BEGIN Information given
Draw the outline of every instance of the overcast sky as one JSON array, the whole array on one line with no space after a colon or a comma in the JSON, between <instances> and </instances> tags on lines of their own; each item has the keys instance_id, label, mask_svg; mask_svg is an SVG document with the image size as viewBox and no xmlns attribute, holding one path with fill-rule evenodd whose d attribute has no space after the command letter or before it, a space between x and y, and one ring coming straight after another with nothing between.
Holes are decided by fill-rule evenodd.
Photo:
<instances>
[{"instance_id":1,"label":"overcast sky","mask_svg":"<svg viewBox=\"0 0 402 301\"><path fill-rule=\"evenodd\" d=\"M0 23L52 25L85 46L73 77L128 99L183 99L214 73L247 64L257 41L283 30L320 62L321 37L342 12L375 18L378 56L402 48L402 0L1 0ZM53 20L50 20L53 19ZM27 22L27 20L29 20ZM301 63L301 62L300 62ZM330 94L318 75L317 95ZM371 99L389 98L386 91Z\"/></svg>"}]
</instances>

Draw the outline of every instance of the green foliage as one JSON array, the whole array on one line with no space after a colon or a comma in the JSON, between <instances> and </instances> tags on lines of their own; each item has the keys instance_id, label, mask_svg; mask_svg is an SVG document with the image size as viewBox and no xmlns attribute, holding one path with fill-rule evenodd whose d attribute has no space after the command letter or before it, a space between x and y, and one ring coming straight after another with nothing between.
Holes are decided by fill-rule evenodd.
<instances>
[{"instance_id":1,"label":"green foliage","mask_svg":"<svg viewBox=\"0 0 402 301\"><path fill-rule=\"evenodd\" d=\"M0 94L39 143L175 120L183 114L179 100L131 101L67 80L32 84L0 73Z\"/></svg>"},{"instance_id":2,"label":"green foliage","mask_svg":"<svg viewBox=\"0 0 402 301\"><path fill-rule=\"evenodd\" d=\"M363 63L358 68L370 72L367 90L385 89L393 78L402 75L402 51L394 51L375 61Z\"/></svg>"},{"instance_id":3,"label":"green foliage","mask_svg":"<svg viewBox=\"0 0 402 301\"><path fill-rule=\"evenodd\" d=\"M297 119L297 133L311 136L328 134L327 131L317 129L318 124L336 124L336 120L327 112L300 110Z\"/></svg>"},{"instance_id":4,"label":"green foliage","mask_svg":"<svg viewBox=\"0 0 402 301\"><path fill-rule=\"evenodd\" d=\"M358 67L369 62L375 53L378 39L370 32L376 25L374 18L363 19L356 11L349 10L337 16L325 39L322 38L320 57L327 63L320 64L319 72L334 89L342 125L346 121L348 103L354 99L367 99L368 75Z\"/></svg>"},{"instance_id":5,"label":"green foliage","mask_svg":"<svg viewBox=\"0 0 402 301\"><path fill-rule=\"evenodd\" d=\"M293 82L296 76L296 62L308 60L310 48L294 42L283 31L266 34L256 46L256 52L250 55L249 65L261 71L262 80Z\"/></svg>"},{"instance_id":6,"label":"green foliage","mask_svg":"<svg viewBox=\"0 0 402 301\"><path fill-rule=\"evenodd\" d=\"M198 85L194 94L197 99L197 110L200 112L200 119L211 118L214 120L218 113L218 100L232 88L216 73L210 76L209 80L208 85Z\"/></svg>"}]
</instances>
END Information given
__Task directions__
Could you reproduce every one of the saved data entries above, line for line and character for character, leaving nothing out?

__Answer to this exercise__
Draw the outline of every instance of the overcast sky as one JSON array, the whole array on one line with no space after a colon or a comma in the JSON, between <instances> and </instances> tags on lines of their own; each item has the keys instance_id, label, mask_svg; mask_svg is an SVG document with the image size as viewBox and no xmlns attribute, holding one path with fill-rule evenodd whose d attribute has no space after the command letter or before it, a space between x and y, and one ring coming straight after another with nothing between.
Holes are decided by fill-rule evenodd.
Photo:
<instances>
[{"instance_id":1,"label":"overcast sky","mask_svg":"<svg viewBox=\"0 0 402 301\"><path fill-rule=\"evenodd\" d=\"M0 23L52 25L85 46L73 77L128 99L183 99L214 73L247 64L257 41L283 30L320 62L321 37L342 12L375 18L378 56L402 48L402 0L1 0ZM53 20L50 20L53 19ZM27 22L27 20L29 20ZM301 63L301 62L300 62ZM330 94L318 75L317 95ZM371 99L389 98L386 91Z\"/></svg>"}]
</instances>

Draw the outline of every instance of the green foliage as one JSON array, the whole array on one line with no space after a colon or a comma in the JSON, between <instances> and </instances> tags on lines of their own; each item has the keys instance_id, label, mask_svg; mask_svg is an SVG document with the image size as viewBox and no xmlns attribute, holding one path with fill-rule evenodd whose d attribute has no space after the command letter or before it, a space between x and y, and one ring coming straight after another with nothing between.
Holes are decided by fill-rule evenodd.
<instances>
[{"instance_id":1,"label":"green foliage","mask_svg":"<svg viewBox=\"0 0 402 301\"><path fill-rule=\"evenodd\" d=\"M0 94L39 143L175 120L183 114L179 100L131 101L67 80L32 84L0 73Z\"/></svg>"},{"instance_id":2,"label":"green foliage","mask_svg":"<svg viewBox=\"0 0 402 301\"><path fill-rule=\"evenodd\" d=\"M363 63L358 68L370 72L367 90L385 89L393 78L402 75L402 51L394 51L375 61Z\"/></svg>"},{"instance_id":3,"label":"green foliage","mask_svg":"<svg viewBox=\"0 0 402 301\"><path fill-rule=\"evenodd\" d=\"M297 119L297 133L311 136L328 134L327 131L317 129L318 124L336 124L336 120L327 112L300 110Z\"/></svg>"},{"instance_id":4,"label":"green foliage","mask_svg":"<svg viewBox=\"0 0 402 301\"><path fill-rule=\"evenodd\" d=\"M358 67L369 62L375 53L378 39L370 32L376 25L374 18L363 19L356 11L349 10L337 16L325 39L322 38L320 57L327 63L320 64L319 72L334 89L342 125L346 121L348 103L354 99L367 99L368 75Z\"/></svg>"},{"instance_id":5,"label":"green foliage","mask_svg":"<svg viewBox=\"0 0 402 301\"><path fill-rule=\"evenodd\" d=\"M293 82L296 76L296 62L308 60L310 48L294 42L283 31L266 34L256 46L256 52L250 55L249 65L261 71L262 80Z\"/></svg>"},{"instance_id":6,"label":"green foliage","mask_svg":"<svg viewBox=\"0 0 402 301\"><path fill-rule=\"evenodd\" d=\"M198 85L194 94L197 99L197 110L200 112L200 119L211 118L214 120L218 113L218 100L232 88L216 73L210 76L209 80L208 85Z\"/></svg>"}]
</instances>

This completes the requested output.